=== SHORT PROBLEM ===
Rewrite the stretch of entries from the line containing "Would you kindly put a point on the blue jeans" through the line containing "point(465, 831)", changing every "blue jeans" to "denim jeans" and leaving everything else as it is. Return only those lines.
* begin RECORDED INFORMATION *
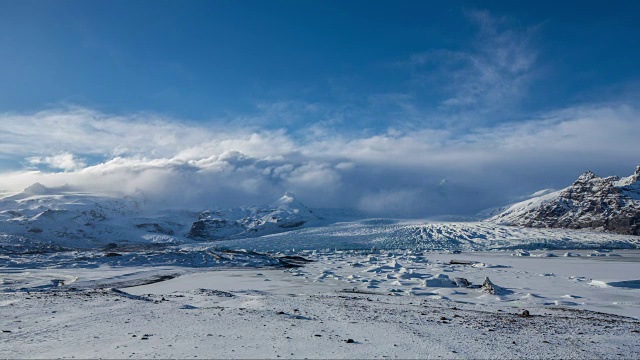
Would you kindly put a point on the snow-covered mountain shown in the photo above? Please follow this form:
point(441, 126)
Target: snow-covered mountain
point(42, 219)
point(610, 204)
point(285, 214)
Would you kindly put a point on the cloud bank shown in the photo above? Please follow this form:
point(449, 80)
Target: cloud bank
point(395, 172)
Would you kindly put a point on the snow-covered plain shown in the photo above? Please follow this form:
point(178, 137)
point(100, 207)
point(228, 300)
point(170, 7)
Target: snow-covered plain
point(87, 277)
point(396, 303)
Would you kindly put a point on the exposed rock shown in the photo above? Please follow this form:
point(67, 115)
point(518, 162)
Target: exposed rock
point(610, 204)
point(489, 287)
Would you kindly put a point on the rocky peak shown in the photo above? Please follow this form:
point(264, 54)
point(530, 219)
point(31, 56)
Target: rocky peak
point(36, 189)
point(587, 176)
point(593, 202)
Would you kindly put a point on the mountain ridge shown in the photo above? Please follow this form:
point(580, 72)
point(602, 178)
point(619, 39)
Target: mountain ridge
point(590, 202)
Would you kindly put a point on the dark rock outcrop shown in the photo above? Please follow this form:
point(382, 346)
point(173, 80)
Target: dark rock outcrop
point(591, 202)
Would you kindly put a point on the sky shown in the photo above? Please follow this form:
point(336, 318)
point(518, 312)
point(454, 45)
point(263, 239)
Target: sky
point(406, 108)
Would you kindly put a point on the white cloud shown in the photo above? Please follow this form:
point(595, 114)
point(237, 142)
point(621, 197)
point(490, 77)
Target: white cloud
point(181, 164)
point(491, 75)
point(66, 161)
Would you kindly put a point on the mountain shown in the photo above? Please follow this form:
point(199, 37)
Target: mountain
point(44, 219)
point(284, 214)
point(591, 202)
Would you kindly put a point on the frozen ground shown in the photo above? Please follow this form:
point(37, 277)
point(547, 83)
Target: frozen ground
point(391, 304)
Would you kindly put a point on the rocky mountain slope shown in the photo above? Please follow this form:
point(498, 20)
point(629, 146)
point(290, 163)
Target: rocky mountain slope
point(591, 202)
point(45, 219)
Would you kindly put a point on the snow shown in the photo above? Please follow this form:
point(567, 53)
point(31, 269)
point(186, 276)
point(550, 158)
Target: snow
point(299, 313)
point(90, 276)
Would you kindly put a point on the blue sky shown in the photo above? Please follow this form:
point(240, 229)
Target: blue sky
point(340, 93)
* end RECORDED INFORMATION *
* begin RECORDED INFORMATION *
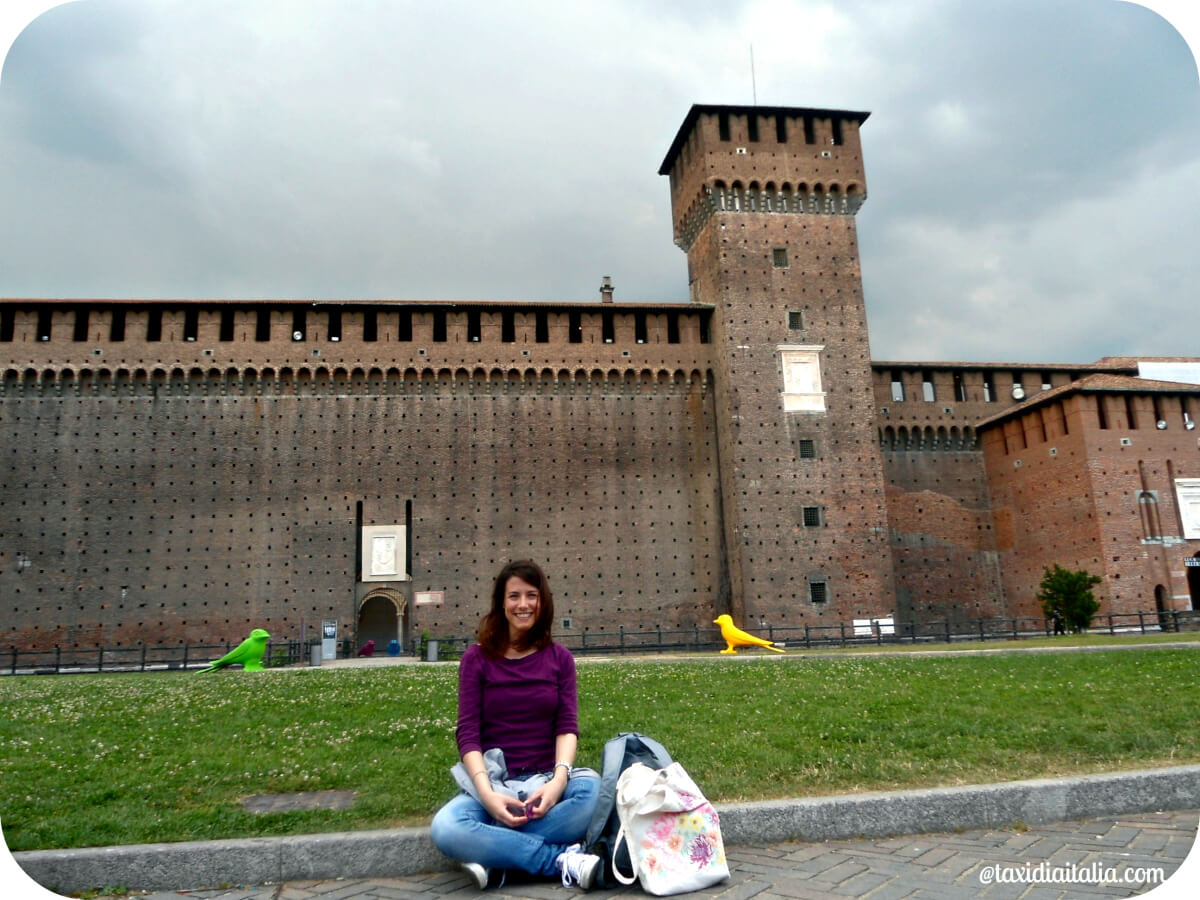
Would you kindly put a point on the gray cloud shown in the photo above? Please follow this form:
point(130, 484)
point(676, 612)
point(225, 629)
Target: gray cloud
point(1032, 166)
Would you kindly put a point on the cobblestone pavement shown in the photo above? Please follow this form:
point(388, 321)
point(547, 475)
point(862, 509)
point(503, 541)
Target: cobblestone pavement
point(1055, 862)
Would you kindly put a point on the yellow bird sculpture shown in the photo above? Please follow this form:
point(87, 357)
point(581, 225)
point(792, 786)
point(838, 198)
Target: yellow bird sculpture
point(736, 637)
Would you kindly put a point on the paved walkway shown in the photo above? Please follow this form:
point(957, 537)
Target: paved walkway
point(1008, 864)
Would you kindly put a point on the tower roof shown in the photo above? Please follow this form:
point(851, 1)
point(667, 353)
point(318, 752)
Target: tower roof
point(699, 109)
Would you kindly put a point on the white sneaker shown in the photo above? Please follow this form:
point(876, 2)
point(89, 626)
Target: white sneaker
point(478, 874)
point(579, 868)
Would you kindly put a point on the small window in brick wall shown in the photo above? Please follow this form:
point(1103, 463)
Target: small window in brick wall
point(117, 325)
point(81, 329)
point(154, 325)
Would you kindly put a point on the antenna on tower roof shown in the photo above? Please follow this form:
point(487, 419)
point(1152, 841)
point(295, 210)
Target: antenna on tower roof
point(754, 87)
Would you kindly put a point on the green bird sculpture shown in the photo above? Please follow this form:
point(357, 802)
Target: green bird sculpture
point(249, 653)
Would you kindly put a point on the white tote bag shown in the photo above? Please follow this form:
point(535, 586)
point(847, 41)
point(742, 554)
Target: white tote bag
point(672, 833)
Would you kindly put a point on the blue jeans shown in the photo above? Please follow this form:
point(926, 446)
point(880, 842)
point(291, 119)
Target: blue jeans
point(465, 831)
* end RECORDED INFORMATION *
* begin RECORDED INFORMATION *
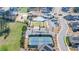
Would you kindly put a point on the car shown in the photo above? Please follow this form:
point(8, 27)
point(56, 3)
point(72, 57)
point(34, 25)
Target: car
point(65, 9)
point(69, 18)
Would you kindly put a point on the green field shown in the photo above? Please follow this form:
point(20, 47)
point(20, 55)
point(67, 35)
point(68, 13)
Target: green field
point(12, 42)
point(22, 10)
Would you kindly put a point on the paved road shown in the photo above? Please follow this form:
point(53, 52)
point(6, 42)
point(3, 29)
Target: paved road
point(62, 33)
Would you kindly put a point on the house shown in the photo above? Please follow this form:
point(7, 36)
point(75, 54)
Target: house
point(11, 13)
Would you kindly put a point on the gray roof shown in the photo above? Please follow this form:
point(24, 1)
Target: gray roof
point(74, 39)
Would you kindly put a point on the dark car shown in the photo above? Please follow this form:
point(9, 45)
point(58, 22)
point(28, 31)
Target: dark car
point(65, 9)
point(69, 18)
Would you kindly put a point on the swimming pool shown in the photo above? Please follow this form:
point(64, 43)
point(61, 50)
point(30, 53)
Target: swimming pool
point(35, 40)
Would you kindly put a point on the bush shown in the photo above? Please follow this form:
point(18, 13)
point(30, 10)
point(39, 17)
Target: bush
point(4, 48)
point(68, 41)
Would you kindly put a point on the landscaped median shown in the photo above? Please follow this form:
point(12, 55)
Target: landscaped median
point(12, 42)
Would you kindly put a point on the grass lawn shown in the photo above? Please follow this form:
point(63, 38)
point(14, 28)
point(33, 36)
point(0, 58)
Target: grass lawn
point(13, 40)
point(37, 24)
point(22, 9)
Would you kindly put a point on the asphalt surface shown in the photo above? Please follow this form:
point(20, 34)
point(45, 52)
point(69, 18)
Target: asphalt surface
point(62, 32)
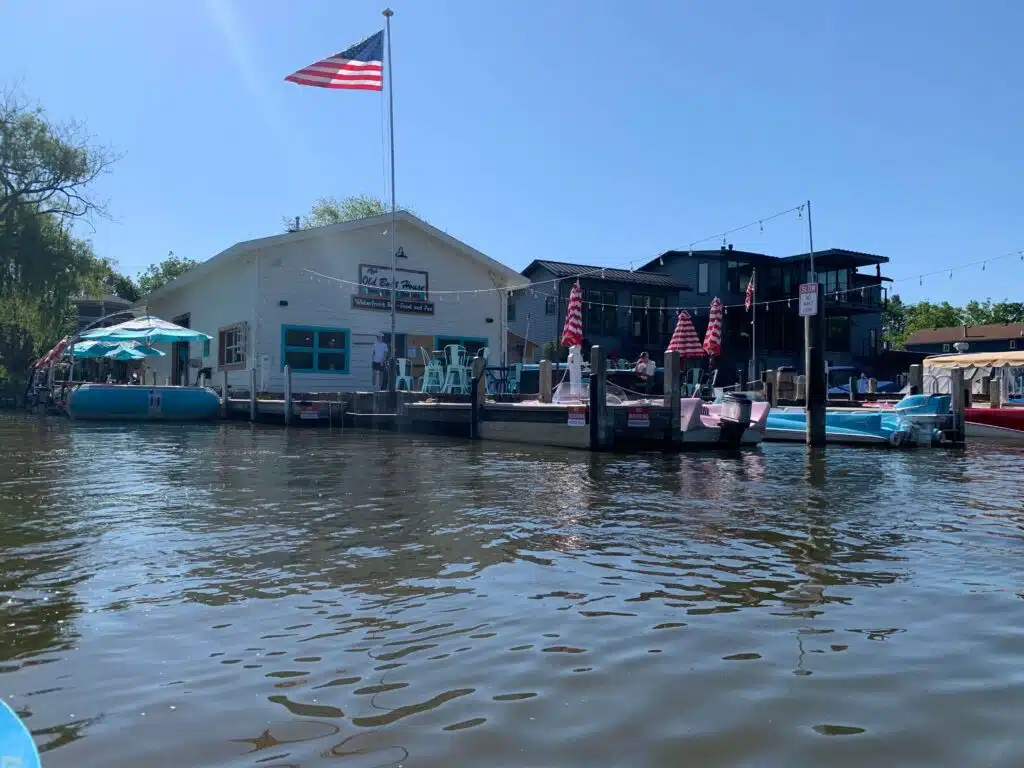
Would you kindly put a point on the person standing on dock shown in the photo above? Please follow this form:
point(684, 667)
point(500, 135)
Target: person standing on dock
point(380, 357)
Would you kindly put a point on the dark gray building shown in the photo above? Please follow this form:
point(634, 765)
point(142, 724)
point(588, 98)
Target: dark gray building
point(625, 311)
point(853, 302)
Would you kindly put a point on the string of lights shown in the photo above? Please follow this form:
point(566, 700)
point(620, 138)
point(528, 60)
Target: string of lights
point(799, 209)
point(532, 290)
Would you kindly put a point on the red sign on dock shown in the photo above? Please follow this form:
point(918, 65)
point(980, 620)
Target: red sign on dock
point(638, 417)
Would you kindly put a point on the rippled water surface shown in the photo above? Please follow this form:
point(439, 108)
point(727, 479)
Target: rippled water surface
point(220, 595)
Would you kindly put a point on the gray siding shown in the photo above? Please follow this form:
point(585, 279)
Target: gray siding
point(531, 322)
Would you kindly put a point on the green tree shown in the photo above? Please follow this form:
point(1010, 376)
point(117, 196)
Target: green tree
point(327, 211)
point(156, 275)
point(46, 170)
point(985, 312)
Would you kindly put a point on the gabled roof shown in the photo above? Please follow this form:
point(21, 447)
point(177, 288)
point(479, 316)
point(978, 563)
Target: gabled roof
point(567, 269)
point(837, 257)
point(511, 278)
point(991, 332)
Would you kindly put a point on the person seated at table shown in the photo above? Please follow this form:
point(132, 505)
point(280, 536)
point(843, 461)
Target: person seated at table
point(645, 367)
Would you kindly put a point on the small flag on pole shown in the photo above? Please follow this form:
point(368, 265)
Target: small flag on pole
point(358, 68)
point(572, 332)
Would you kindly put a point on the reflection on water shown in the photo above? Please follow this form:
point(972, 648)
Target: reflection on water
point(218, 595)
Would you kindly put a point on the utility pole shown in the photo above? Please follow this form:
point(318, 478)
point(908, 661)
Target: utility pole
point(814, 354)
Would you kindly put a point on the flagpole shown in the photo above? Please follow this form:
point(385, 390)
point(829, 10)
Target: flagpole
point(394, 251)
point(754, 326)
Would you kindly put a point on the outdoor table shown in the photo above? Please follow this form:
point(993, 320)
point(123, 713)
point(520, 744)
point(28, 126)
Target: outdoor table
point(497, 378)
* end RECORDED INFORMATION *
=== ANSWER TO THE PROBLEM ===
Would you kindly put a point on the denim jeans shown in the photo above? Please follow this form:
point(926, 446)
point(880, 842)
point(291, 119)
Target: denim jeans
point(465, 831)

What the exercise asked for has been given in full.